----- Document excerpt -----

Put it all together in a complete pipeline:

In [11]:
async def complete_pipeline():
    """Complete test execution pipeline."""

    # 1. Load datasets from storage
    print("Step 1: Loading test datasets...")
    datasets = local_storage.load_datasets()
    print(f"Loaded {len(datasets)} dataset(s)\n")

    if not datasets:
        print("No datasets found!")
        return

    # 2. Execute all datasets
    print("Step 2: Executing datasets...")
    executed_datasets = []
    all_summaries = []

    for i, dataset in enumerate(datasets, 1):
        print(f"\n[{i}/{len(datasets)}] Processing: {dataset.session_id}")
        updated_dataset, summary = await runner.run_dataset(dataset)
        executed_datasets.append(updated_dataset)
        all_summaries.append(summary)

    # 3. Save results
    print("\nStep 3: Saving results...")
    run_id = str(uuid.uuid4())
    timestamp = datetime.now()
    result_path = local_storage.save_results(
        datasets=executed_datasets,
        run_id=run_id,
        timestamp=timestamp,
    )

    # 4. Print overall summary
    print("\n" + "=" * 70)
    print("OVERALL SUMMARY")
    print("=" * 70)

-----

**Stated goal**. Reproduce the pipeline code verbatim, everything from "executed_datasets = []" down to "all_summaries.append(summary)". The lines that follow have nothing to do with the pipeline code.

----- Supplied entries -----

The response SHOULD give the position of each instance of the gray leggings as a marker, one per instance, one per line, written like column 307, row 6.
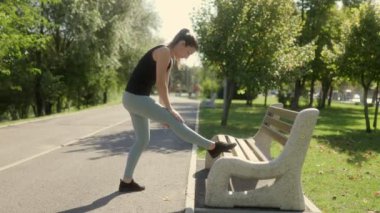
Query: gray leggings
column 141, row 108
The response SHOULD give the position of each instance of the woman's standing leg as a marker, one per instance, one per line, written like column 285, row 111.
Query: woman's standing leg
column 142, row 138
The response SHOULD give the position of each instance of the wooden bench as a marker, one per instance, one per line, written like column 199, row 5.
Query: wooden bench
column 250, row 177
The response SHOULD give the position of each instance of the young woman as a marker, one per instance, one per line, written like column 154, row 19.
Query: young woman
column 154, row 69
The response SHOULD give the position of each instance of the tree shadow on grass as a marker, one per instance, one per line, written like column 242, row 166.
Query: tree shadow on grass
column 338, row 129
column 358, row 145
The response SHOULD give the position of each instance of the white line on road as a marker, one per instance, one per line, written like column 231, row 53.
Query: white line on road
column 58, row 147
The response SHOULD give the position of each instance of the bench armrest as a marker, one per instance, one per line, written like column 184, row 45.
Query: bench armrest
column 232, row 166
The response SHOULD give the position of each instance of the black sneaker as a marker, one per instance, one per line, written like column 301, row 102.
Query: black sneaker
column 221, row 147
column 130, row 187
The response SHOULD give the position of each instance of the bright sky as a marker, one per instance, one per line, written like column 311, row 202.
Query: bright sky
column 175, row 15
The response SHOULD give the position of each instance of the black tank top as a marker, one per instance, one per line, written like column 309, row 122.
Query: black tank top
column 143, row 76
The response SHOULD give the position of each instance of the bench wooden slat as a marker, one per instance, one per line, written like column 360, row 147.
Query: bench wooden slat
column 280, row 125
column 222, row 138
column 275, row 134
column 285, row 113
column 251, row 143
column 249, row 153
column 237, row 150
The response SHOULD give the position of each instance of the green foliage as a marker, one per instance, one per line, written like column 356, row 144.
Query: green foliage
column 60, row 53
column 340, row 170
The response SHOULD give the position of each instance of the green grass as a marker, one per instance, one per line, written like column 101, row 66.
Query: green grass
column 71, row 110
column 341, row 172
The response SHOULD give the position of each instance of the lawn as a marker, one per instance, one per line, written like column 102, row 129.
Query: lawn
column 341, row 172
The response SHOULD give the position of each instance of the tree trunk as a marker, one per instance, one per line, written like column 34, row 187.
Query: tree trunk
column 330, row 95
column 229, row 87
column 59, row 105
column 325, row 89
column 105, row 96
column 297, row 94
column 40, row 109
column 376, row 102
column 367, row 121
column 366, row 86
column 311, row 98
column 265, row 96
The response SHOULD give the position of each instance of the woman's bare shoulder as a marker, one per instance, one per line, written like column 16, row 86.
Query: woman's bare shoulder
column 161, row 53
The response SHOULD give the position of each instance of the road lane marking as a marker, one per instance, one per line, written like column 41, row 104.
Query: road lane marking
column 59, row 146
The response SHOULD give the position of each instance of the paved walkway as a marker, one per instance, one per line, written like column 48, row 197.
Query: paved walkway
column 83, row 174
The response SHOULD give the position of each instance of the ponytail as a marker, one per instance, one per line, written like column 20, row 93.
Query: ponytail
column 184, row 35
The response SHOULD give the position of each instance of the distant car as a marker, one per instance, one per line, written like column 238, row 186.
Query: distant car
column 356, row 99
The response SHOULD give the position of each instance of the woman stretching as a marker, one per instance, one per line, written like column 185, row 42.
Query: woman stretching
column 154, row 69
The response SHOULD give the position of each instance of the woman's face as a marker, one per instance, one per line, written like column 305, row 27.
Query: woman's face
column 183, row 51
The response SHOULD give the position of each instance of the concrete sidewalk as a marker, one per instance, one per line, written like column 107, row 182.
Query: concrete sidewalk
column 84, row 176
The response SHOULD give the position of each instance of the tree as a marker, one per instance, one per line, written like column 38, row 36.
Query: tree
column 362, row 53
column 245, row 54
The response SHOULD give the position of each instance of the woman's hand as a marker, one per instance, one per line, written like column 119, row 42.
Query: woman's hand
column 176, row 115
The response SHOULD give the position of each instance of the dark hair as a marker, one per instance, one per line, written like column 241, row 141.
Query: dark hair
column 184, row 35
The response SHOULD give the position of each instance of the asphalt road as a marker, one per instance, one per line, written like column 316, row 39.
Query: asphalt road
column 73, row 162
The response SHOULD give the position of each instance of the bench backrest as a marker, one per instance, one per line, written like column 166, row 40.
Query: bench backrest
column 290, row 128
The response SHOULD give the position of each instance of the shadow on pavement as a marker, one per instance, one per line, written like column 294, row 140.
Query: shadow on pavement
column 162, row 141
column 94, row 205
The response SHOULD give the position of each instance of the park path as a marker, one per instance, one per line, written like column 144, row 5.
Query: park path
column 72, row 163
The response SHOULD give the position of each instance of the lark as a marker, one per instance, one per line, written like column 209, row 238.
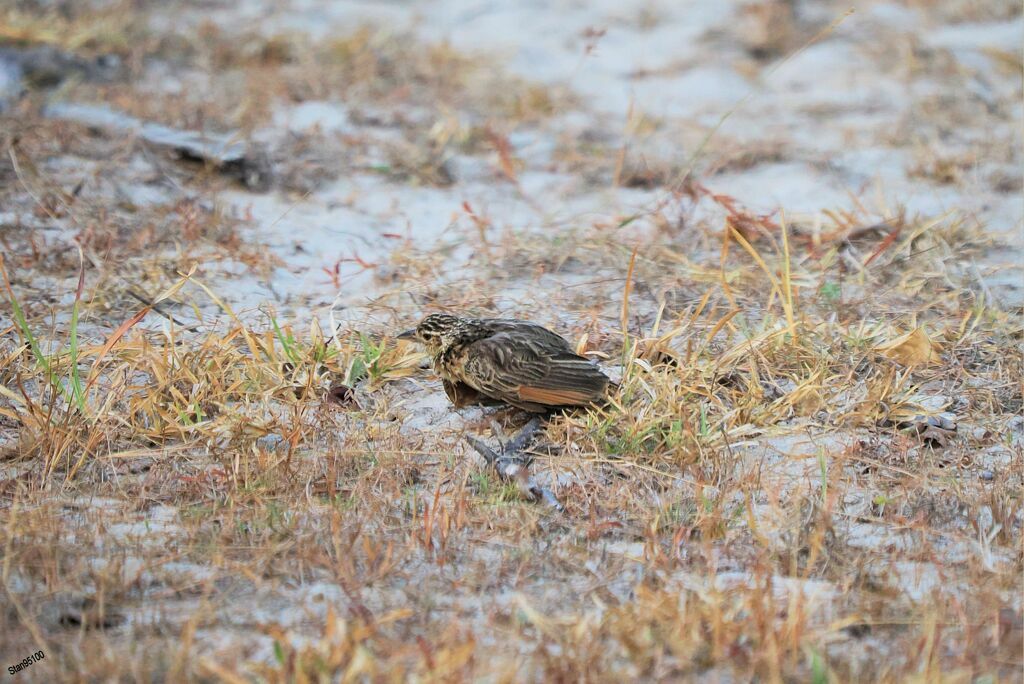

-----

**Written response**.
executed_datasets = []
    all_summaries = []

    for i, dataset in enumerate(datasets, 1):
        print(f"\n[{i}/{len(datasets)}] Processing: {dataset.session_id}")
        updated_dataset, summary = await runner.run_dataset(dataset)
        executed_datasets.append(updated_dataset)
        all_summaries.append(summary)